- [Task requirements]:
Are you able to quote each entry exactly as written?

- [Supplied data]:
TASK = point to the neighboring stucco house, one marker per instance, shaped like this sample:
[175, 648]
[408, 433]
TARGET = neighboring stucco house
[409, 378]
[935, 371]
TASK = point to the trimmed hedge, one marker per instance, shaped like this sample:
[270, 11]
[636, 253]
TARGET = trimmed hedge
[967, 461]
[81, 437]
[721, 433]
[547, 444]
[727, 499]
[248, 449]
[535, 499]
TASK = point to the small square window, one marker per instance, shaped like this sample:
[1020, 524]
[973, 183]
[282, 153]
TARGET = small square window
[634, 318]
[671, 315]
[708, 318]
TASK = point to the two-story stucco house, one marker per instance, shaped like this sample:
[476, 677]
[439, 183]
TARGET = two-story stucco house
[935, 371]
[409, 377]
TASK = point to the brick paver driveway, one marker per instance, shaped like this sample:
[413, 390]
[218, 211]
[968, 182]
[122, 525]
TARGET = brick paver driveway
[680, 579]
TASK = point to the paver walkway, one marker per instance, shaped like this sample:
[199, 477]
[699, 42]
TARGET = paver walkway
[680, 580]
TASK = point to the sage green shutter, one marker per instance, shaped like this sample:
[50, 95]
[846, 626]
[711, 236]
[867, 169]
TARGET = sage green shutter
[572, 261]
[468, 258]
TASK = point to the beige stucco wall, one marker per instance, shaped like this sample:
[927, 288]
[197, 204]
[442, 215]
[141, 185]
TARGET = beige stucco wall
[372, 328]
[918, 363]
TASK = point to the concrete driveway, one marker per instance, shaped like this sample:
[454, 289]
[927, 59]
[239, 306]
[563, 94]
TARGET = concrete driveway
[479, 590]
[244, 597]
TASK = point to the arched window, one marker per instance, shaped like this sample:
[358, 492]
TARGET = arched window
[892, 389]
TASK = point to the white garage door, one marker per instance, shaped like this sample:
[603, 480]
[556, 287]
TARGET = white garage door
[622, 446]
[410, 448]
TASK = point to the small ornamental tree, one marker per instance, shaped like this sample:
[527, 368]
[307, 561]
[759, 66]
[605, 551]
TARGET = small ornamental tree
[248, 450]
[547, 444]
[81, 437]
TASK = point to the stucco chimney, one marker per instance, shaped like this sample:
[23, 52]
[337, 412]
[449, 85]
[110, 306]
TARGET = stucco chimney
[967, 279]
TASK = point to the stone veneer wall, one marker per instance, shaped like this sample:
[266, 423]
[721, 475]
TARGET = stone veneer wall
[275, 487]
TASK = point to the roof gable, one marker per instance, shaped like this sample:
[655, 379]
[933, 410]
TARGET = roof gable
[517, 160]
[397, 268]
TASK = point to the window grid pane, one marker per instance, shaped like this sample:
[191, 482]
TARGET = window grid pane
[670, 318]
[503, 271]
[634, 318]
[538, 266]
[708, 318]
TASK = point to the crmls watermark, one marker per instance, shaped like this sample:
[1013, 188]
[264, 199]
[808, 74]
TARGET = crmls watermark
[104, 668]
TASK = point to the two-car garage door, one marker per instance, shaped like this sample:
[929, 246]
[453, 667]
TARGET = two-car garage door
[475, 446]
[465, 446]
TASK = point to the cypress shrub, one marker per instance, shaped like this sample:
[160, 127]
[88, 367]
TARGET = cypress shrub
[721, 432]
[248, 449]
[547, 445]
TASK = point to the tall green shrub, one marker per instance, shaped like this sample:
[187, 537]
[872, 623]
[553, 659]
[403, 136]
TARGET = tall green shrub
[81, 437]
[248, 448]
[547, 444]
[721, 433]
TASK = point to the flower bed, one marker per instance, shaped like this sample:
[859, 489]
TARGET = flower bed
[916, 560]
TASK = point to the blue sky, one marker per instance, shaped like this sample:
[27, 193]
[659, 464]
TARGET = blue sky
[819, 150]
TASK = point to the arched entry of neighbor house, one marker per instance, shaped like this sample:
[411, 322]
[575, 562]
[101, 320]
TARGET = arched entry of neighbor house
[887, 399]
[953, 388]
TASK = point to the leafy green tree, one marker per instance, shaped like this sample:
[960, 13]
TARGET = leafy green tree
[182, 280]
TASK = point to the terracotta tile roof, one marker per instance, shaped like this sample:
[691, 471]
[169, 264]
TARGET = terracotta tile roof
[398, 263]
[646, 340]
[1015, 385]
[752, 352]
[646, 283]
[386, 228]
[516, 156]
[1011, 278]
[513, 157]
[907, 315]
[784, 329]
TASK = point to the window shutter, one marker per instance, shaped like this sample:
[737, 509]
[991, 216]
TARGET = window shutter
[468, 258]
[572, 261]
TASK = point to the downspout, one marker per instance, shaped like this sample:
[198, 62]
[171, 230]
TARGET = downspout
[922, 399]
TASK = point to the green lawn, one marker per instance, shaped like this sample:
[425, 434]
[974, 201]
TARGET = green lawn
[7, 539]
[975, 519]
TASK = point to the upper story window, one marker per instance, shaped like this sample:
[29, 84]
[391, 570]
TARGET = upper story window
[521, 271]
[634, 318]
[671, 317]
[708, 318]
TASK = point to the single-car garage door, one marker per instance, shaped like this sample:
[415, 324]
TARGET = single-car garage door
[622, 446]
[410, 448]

- [Response]:
TASK = point to the neighboring stucco house, one marker per instance, shaped like this sample:
[175, 648]
[408, 433]
TARGET = neighboring stucco house
[409, 378]
[935, 371]
TASK = point to the trimmed hedge, one marker per instance, shaped like this sample:
[270, 11]
[636, 253]
TARGET = trimmed hedge
[967, 461]
[81, 437]
[721, 433]
[547, 444]
[727, 499]
[248, 449]
[535, 499]
TASK = point to the small square window, one marker per instance, shaped like this sample:
[1020, 524]
[973, 183]
[282, 153]
TARGET = small square window
[634, 318]
[671, 315]
[708, 318]
TASK = point to the two-story stucco house, one marker per instance, shaped like this sample:
[476, 677]
[439, 183]
TARGET = two-story stucco house
[935, 371]
[409, 377]
TASK = point to the brick paver driveway, one marker per instance, shaped like this sample:
[413, 390]
[218, 211]
[968, 182]
[122, 525]
TARGET = brick paver driveway
[680, 579]
TASK = point to the paver walkway, one marker per instance, shaped like this sample:
[199, 477]
[699, 42]
TARGET = paver walkway
[680, 580]
TASK = point to the sage green shutter, one marker per instance, shaped like this sample:
[50, 95]
[846, 626]
[711, 236]
[867, 169]
TARGET = sage green shutter
[572, 261]
[468, 258]
TASK = point to the beige stucco wall, one marker per instance, shaped like this sample:
[927, 288]
[197, 204]
[442, 215]
[141, 185]
TARGET = beige stucco wall
[372, 328]
[918, 363]
TASK = point to the concrete driveway, one marker per instance, shaped like this sample:
[454, 289]
[927, 59]
[239, 306]
[563, 94]
TARGET = concrete driveway
[479, 590]
[244, 597]
TASK = point to the arched window, one marker per instance, shaped like this sample:
[358, 492]
TARGET = arched window
[892, 389]
TASK = point to the white garage door, one marker per instance, shaped like this sample:
[603, 480]
[556, 287]
TARGET = white garage door
[622, 446]
[410, 448]
TASK = point to the small ornamental tree, one marker per instance, shaped like this sample:
[527, 368]
[307, 561]
[759, 66]
[605, 551]
TARGET = small ornamental tree
[248, 450]
[547, 444]
[81, 437]
TASK = point to the stucco chimney, one marker per instance, shaped like this sample:
[23, 52]
[337, 412]
[449, 85]
[110, 306]
TARGET = stucco chimney
[967, 279]
TASK = point to the stone veneer wall, one marker per instance, shaped like this sample:
[266, 423]
[721, 475]
TARGET = stone veneer wall
[275, 487]
TASK = point to the roof gable, one marker per instance, shaped like this sample:
[655, 379]
[933, 410]
TARGET = roof gable
[517, 160]
[397, 268]
TASK = point to the window grid pane, one marker per instance, shaped like this sample:
[191, 482]
TARGET = window grid pane
[670, 318]
[503, 271]
[634, 318]
[538, 266]
[708, 318]
TASK = point to the crmls watermark, one marker per instance, shaped like this sample:
[1013, 188]
[264, 199]
[808, 74]
TARGET = crmls watermark
[104, 668]
TASK = point to the two-car garage door, one marker per instance, shaped like this sample:
[929, 246]
[453, 667]
TARGET = two-car garage door
[475, 446]
[465, 446]
TASK = point to the cypress shrub, one marker per instance, shaped like this sample:
[160, 127]
[88, 367]
TARGET = cypress shrub
[721, 432]
[248, 449]
[547, 445]
TASK = point to the tall green shrub, one marker per instance, shaped like this sample:
[187, 537]
[872, 623]
[553, 659]
[403, 136]
TARGET = tall green shrub
[81, 437]
[248, 448]
[547, 444]
[721, 433]
TASK = point to the flower bed, one marker per instance, shaped like this sample:
[859, 489]
TARGET = flower bed
[916, 560]
TASK = point to the blue sky, one marker per instance, shaped like this sample:
[27, 193]
[659, 464]
TARGET = blue sky
[819, 150]
TASK = point to the arched entry of neighbor house, one marker per instance, shaped like this sample:
[411, 322]
[575, 562]
[101, 320]
TARGET = arched entry of neighbor house
[887, 399]
[953, 388]
TASK = point to the leafy green tree, one marker per instance, shaped like this sample:
[960, 13]
TARGET = leafy green tree
[182, 280]
TASK = point to the terracotta tile roof, one marker per instance, shaped like this sample:
[691, 471]
[169, 264]
TARGET = terracotta tile roof
[398, 263]
[646, 340]
[1015, 385]
[752, 352]
[646, 283]
[386, 228]
[516, 156]
[1011, 278]
[513, 157]
[907, 315]
[784, 329]
TASK = point to the window shutter, one marker per instance, shaped like this sample:
[737, 509]
[991, 216]
TARGET = window shutter
[468, 258]
[572, 261]
TASK = point to the downspout, one marker per instance, shaped like this sample:
[198, 62]
[171, 230]
TARGET = downspout
[922, 399]
TASK = point to the green lawn, one marker per instance, shaped like this sample:
[425, 434]
[974, 201]
TARGET = green lawn
[7, 539]
[975, 519]
TASK = point to the upper story window, one marker per instance, shaped like this sample:
[29, 84]
[391, 570]
TARGET = upper story window
[521, 271]
[634, 318]
[671, 317]
[708, 318]
TASK = point to the single-car garage door, one marker per instance, shaped like this sample:
[415, 324]
TARGET = single-car garage door
[622, 446]
[410, 448]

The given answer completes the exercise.